-- START --
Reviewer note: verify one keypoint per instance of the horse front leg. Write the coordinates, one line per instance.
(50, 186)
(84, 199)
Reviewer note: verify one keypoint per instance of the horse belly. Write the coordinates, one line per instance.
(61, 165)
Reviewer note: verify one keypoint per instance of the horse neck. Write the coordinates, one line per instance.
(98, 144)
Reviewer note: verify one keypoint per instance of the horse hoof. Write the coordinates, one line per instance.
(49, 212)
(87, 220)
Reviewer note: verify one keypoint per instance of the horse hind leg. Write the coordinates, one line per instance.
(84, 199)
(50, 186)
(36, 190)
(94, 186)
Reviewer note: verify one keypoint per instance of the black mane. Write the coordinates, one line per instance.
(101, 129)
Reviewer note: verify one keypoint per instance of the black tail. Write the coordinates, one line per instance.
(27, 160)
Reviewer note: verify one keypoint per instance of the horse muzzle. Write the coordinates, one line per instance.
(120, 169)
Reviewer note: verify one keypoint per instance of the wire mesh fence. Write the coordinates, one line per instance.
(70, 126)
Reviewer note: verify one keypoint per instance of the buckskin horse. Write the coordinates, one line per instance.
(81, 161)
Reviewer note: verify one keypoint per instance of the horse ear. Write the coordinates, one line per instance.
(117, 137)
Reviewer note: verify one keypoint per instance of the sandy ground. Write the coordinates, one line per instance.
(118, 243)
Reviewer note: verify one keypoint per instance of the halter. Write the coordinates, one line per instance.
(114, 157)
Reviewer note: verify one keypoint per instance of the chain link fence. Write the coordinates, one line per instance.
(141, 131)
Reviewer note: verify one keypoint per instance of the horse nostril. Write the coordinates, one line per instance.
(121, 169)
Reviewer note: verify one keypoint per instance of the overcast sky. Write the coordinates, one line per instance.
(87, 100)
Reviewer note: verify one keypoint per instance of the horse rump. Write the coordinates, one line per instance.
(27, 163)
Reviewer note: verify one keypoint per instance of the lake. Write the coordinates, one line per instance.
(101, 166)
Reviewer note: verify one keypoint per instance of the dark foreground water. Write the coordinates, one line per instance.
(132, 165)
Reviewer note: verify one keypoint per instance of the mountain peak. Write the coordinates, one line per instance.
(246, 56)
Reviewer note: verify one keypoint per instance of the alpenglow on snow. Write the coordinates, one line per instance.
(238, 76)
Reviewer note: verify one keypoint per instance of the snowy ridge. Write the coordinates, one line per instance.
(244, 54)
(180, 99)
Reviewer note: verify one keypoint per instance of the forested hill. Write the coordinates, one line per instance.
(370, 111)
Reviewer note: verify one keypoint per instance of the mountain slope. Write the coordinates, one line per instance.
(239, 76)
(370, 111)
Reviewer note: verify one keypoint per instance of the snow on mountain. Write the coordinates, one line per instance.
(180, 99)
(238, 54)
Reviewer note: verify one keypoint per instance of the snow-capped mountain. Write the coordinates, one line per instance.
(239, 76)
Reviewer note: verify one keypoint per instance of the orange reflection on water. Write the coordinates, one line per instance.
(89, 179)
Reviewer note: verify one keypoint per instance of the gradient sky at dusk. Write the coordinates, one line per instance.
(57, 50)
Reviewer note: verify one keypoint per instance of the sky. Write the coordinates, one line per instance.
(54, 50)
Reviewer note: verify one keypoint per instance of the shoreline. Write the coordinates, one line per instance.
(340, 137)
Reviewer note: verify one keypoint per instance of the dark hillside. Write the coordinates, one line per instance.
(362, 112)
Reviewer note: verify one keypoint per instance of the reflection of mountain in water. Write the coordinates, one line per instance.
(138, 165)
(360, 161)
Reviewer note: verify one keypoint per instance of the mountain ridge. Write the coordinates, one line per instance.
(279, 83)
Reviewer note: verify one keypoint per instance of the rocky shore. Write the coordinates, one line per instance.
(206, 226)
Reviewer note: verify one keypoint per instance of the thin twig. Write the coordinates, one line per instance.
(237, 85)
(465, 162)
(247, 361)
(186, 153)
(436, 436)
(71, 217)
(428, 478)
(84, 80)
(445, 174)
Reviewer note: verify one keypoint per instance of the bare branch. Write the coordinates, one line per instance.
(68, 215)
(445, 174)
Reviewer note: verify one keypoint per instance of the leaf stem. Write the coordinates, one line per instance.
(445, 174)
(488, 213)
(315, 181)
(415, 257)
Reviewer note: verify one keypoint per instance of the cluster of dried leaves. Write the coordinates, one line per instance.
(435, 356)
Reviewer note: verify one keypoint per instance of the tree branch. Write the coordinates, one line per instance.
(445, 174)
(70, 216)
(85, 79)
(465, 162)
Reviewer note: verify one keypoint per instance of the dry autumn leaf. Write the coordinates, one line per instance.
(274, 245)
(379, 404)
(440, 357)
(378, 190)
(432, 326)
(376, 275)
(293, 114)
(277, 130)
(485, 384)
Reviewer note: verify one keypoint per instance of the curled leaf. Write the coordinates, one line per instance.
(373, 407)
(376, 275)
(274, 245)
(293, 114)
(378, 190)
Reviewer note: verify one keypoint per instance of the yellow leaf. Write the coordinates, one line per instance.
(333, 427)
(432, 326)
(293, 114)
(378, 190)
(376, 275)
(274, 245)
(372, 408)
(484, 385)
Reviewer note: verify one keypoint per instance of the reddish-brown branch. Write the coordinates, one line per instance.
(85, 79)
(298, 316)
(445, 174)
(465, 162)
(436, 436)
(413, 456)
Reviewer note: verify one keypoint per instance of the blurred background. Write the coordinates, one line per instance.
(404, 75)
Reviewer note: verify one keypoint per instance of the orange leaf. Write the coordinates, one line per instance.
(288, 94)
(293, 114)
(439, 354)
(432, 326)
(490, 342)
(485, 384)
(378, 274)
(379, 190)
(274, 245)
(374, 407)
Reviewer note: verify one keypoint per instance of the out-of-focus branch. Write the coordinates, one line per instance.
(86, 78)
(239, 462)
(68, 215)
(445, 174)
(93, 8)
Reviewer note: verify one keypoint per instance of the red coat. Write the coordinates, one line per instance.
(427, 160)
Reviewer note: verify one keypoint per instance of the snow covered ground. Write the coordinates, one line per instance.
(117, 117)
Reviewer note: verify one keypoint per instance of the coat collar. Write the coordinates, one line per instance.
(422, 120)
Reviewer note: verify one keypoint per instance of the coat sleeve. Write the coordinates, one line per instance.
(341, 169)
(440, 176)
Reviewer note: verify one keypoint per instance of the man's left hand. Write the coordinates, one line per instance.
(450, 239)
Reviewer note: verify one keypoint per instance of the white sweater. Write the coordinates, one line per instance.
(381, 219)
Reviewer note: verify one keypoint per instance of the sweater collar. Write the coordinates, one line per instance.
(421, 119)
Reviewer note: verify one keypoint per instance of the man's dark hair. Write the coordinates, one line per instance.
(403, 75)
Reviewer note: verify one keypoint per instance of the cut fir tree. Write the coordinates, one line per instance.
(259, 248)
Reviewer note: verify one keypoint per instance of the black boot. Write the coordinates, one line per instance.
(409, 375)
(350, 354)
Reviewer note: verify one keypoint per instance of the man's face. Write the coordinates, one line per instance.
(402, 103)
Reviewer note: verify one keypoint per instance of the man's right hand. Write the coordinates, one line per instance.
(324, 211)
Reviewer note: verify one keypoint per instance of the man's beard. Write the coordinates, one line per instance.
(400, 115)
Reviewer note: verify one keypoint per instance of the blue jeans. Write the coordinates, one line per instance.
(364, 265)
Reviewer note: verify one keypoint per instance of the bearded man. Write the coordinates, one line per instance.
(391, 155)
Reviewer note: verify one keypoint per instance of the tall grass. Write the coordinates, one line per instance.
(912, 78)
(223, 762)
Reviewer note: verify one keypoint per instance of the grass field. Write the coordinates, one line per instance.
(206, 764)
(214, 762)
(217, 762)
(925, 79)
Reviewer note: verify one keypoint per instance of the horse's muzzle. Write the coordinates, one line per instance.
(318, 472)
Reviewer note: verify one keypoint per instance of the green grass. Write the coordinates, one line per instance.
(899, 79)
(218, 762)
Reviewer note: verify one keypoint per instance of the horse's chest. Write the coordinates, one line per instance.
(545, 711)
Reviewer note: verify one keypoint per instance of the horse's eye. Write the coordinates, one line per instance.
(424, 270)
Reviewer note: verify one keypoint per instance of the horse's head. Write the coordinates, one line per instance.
-- END --
◆ PROBLEM DETAILS
Edit the rows from the line with "chest. Write the coordinates, one line per instance." up to and including the last line, changing "verify" to "confirm" and leaving everything else as it is. Return only those lines.

◆ THE SOLUTION
Reviewer note: confirm one keypoint per instance of the horse's chest. Write the coordinates, one line per instance.
(545, 711)
Reviewer note: confirm one keypoint per instance of the horse's eye. Write the coordinates, one line per instance.
(424, 270)
Reviewer note: confirm one keypoint per instance of the horse's head. Write the coordinates, one line per instance.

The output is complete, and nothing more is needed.